* _PROBLEM DETAILS_
Return the part of the square bracket thread between "Anyway, what I" and "Member (2008)", inclusive, copied word for word.

* _DOCUMENT_
>>

Square bracketing rules
Thread poster: Reed James

Reed James
Chile
Local time: 08:06
Member (2005)
Spanish to English
+ ...
Sep 29, 2017

I've learned over the years that when you are translating the name of an official body or anything else that should remain in the source language, the practice is to write the original name in the source language followed by its translation into English in square brackets. Many times, this translation is literal. I will give you an example:

Registro Federal de Contribuyentes [Federal Taxpayer Number]

Anyway, what I would like to know is what to do after the first instance of this term. Do you repeat the source plus bracketed translation or do you just state the source, or just the target? It seems redundant and might tax the reader to go through the whole square bracket drill every time the term comes up.


 

Sergei Leshchinsky  Identity Verified
Ukraine
Local time: 14:06
Member (2008)
English to Russian
+ ...
change the order Sep 29, 2017

in Russian, I do vice versa:

Federal Taxpayer Number (Registro Federal de Contribuyentes)

... and then use "Federal Taxpayer Number" ever after.


 

Natalia Pedrosa  Identity Verified
Spain
Local time: 13:06
Member (2012)
English to Spanish
+ ...
Hi Sep 30, 2017

Agree with Sergei, I use the same system too.

Happy Translation Day!

Natalia


 

neilmac  Identity Verified
Spain
Local time: 13:06
Spanish to English
+ ...
Agree with Sergei Sep 30, 2017

And although I'm using curved, not square brackets, I just did the same 5 minutes ago in an education text with - Schools Language Project (Proyecto Lingüístico de Centro) - ...

<<

* _DATA LINES_
>>

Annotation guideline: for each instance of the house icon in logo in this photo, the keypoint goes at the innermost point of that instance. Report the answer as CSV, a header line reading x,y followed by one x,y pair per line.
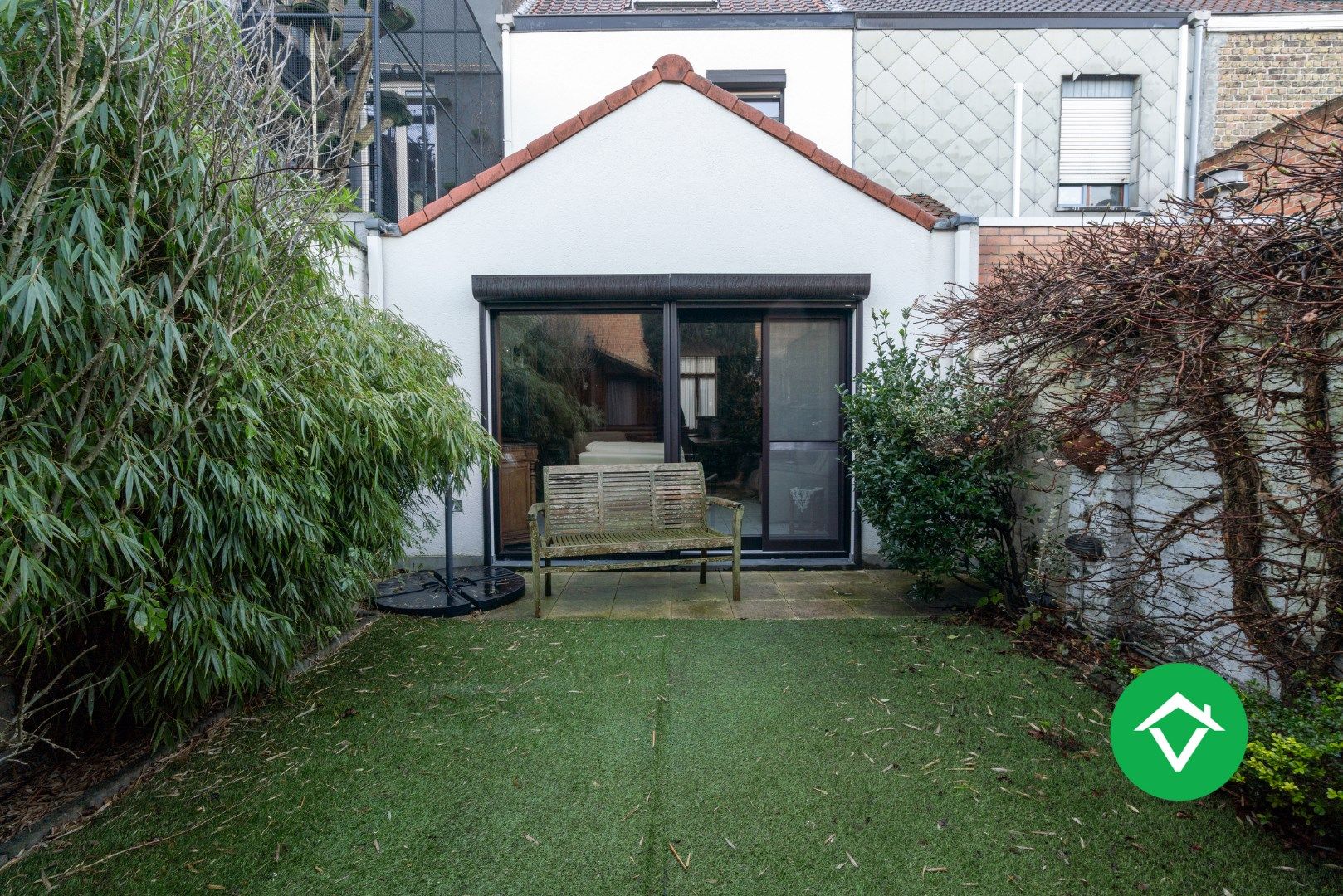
x,y
1202,716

<<

* _PROBLEM SOLUTION_
Anyway, what I would like to know is what to do after the first instance of this term. Do you repeat the source plus bracketed translation or do you just state the source, or just the target? It seems redundant and might tax the reader to go through the whole square bracket drill every time the term comes up.


 

Sergei Leshchinsky  Identity Verified
Ukraine
Local time: 14:06
Member (2008)